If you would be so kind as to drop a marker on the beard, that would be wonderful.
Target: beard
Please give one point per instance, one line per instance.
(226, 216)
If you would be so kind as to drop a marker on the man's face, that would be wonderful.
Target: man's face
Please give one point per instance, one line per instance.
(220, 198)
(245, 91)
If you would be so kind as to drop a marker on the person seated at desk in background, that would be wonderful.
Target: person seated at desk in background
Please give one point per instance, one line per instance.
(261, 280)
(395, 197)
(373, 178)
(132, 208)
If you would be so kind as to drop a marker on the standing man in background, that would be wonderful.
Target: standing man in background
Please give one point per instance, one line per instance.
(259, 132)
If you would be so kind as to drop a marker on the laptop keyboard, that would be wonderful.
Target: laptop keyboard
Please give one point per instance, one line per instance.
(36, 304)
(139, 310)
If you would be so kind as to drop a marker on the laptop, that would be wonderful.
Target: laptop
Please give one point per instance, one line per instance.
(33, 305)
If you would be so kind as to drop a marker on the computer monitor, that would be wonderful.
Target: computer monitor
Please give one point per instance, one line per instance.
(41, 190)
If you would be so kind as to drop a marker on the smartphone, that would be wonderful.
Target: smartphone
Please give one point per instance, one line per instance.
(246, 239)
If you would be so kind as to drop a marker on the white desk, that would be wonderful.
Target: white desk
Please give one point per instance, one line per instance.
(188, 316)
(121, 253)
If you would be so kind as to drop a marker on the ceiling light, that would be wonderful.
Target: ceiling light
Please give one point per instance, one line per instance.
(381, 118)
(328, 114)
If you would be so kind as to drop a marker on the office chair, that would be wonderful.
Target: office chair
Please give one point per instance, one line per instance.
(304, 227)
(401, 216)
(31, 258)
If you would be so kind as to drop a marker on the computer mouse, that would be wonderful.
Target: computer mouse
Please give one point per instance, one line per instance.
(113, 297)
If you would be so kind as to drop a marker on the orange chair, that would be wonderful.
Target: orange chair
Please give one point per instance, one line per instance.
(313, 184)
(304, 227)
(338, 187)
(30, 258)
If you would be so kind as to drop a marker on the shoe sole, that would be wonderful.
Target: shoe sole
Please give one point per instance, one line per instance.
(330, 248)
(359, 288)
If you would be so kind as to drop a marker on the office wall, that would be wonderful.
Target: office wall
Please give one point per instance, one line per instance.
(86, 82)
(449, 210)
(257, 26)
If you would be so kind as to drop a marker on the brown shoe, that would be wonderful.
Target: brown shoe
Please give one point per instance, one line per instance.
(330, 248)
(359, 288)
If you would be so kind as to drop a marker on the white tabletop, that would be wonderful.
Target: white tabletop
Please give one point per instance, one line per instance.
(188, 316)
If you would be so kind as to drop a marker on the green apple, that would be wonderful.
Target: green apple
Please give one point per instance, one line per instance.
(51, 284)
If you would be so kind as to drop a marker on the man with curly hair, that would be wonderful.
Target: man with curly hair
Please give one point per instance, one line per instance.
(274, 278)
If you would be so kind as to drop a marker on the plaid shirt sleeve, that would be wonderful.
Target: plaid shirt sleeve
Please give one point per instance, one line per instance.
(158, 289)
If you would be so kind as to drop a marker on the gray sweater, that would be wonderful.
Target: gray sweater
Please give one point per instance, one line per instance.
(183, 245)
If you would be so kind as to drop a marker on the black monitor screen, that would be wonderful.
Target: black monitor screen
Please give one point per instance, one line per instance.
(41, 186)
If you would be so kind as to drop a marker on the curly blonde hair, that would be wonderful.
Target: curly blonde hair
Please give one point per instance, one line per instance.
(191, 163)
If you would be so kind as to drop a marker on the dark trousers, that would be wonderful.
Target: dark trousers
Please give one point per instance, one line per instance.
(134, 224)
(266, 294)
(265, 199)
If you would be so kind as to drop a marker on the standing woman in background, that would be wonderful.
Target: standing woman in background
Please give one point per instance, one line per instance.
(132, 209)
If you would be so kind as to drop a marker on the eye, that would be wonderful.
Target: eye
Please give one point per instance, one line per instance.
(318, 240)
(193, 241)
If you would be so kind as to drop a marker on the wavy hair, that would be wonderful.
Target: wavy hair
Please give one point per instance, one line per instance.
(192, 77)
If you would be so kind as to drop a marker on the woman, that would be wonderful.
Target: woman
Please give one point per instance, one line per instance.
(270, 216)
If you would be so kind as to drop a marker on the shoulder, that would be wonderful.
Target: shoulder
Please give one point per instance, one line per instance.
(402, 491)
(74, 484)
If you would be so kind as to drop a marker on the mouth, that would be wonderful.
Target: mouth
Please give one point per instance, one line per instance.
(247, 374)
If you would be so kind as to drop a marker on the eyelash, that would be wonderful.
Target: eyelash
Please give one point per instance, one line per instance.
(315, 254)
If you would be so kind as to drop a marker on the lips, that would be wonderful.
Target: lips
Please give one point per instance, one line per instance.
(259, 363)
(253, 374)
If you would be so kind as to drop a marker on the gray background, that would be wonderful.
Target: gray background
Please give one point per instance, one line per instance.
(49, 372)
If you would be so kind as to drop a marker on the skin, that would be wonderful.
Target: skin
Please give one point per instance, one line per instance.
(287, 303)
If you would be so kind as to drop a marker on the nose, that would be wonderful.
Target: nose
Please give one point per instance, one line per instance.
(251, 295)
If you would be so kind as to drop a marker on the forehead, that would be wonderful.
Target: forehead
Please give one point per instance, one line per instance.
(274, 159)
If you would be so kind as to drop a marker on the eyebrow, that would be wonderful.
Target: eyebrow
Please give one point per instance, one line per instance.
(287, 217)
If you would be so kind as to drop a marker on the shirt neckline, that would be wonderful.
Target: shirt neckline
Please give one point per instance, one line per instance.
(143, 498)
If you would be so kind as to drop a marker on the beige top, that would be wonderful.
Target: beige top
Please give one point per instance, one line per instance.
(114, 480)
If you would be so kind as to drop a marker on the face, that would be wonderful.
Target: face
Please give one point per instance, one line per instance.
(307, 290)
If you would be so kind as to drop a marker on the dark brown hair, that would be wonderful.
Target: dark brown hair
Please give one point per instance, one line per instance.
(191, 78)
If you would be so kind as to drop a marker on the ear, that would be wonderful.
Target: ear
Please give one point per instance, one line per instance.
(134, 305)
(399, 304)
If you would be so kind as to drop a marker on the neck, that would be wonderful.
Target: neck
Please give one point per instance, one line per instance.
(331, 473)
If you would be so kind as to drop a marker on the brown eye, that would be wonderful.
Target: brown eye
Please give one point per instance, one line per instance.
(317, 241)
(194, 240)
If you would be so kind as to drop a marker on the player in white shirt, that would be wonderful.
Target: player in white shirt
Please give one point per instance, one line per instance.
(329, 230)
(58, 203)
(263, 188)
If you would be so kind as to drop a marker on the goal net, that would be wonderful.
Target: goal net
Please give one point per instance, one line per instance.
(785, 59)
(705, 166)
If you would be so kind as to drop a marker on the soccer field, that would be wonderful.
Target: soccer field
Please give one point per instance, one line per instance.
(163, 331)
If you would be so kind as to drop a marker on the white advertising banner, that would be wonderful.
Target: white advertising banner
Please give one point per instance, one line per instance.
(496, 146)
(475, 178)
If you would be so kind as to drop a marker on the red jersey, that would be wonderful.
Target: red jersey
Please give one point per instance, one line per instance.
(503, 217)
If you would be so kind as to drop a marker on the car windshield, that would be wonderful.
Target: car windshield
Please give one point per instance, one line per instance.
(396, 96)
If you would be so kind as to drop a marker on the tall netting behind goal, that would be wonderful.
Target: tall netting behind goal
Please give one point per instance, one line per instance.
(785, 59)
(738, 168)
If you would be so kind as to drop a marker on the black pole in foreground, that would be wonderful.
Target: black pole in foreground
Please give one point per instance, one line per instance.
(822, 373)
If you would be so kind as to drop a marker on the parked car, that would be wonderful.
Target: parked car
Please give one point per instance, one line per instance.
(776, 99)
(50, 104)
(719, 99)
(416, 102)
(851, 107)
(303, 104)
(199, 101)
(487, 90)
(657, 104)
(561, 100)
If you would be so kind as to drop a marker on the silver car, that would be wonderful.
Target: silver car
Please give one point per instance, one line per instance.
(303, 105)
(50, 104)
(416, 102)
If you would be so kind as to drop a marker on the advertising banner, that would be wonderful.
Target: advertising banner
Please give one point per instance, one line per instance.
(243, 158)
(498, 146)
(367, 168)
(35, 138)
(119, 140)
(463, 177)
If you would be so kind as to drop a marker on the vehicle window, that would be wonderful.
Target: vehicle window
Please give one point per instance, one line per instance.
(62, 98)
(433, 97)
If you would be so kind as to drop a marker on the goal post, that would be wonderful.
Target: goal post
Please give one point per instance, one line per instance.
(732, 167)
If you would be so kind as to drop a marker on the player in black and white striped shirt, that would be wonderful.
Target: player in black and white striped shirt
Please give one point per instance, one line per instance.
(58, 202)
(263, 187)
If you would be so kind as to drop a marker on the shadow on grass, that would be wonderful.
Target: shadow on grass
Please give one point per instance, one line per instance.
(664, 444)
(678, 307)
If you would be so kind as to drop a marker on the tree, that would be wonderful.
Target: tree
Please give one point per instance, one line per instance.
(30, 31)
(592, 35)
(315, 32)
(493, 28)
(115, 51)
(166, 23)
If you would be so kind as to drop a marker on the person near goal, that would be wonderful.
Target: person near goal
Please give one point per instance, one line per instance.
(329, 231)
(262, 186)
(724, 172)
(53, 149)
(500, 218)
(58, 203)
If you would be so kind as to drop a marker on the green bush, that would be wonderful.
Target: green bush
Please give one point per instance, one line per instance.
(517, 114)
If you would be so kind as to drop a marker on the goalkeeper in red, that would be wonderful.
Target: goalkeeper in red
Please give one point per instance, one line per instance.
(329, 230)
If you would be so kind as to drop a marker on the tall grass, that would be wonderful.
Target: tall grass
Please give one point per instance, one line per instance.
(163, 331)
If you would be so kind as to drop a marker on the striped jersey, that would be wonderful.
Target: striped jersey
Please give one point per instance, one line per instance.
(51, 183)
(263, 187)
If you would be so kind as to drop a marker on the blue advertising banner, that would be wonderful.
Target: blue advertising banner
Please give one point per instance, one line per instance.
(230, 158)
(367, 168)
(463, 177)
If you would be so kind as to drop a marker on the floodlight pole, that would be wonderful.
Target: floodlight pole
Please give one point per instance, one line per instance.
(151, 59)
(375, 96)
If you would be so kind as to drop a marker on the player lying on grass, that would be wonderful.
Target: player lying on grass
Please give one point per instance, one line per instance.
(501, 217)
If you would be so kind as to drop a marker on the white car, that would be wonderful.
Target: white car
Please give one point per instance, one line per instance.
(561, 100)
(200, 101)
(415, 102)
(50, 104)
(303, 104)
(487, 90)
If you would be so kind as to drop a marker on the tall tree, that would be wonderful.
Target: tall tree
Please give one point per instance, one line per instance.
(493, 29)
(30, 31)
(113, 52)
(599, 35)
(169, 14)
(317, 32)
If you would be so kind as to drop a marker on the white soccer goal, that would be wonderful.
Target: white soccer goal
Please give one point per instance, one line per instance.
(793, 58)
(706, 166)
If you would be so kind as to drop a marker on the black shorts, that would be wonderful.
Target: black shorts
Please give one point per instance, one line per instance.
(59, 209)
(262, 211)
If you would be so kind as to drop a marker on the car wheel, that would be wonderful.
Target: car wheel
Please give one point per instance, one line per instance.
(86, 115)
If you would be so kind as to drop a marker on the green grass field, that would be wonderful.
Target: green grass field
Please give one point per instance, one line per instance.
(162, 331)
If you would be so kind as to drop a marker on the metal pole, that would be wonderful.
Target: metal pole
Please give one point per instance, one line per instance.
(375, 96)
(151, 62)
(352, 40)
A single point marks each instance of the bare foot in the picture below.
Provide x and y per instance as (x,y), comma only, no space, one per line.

--------

> **Assignment**: Scan the material above for the word "bush". Copy each line where it occurs.

> **Answer to this exercise**:
If you would be so kind as to drop a marker on the green bush, that would be wonderful.
Target: green bush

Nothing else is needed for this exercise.